> Problem statement
Return only those lines of the listing that hold the word "patch".

_ _ _ _ _ _ _

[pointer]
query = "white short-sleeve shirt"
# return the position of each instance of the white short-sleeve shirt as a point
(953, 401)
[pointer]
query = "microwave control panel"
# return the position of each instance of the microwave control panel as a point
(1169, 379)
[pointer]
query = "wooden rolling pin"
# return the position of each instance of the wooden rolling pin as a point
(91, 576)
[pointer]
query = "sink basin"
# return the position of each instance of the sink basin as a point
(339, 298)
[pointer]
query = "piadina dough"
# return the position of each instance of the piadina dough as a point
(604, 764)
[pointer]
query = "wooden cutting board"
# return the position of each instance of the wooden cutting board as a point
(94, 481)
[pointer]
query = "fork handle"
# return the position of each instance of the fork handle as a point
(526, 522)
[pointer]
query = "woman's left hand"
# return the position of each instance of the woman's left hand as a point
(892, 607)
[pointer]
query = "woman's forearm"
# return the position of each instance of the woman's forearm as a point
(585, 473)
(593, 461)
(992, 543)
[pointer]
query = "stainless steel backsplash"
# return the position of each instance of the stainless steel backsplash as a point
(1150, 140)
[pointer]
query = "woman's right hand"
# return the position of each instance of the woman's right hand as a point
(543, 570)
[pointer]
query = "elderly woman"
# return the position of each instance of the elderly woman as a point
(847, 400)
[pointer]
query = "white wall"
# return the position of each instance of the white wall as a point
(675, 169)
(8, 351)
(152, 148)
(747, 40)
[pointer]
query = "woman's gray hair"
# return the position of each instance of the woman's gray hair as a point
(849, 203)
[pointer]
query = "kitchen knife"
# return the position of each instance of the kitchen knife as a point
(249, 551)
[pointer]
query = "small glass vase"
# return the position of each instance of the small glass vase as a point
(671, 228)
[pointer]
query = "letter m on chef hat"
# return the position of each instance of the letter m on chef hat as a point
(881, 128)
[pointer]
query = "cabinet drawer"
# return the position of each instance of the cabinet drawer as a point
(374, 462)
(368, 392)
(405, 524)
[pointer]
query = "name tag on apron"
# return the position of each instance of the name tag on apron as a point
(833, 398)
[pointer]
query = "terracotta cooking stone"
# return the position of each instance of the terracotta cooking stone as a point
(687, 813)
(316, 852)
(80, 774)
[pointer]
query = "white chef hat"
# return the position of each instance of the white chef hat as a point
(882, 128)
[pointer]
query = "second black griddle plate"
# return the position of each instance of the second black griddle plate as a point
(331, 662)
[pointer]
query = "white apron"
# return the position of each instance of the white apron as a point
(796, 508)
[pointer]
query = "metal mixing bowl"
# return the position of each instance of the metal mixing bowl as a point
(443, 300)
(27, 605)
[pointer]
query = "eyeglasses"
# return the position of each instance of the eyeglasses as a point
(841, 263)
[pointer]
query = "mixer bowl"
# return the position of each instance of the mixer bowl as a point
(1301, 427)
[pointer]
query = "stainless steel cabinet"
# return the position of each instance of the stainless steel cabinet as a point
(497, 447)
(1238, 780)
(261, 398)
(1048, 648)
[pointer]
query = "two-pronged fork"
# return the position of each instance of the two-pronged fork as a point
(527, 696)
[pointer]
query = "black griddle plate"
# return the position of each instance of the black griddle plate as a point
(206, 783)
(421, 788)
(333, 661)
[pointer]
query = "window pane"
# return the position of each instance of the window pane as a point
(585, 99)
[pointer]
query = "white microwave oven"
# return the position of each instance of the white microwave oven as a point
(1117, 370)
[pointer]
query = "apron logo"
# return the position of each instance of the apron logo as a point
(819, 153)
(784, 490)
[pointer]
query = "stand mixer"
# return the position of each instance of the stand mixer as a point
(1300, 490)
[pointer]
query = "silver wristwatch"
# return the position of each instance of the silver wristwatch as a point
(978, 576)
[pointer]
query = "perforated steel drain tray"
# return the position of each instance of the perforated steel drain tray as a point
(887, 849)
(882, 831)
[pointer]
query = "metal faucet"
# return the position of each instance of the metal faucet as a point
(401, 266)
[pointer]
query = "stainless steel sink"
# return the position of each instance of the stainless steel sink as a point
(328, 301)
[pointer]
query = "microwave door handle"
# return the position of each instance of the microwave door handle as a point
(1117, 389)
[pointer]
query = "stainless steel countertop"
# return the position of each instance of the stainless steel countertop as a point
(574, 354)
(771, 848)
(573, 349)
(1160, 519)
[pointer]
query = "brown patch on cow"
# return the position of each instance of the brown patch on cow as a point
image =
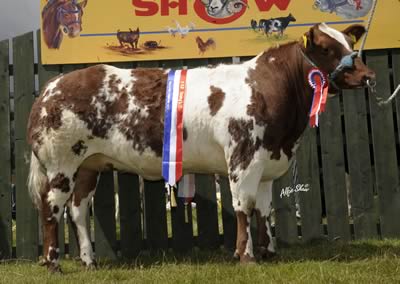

_ _ _ _ _ _ _

> Answer section
query = "brown patch on cow"
# return the position of each instance of the brown patch on cow as a point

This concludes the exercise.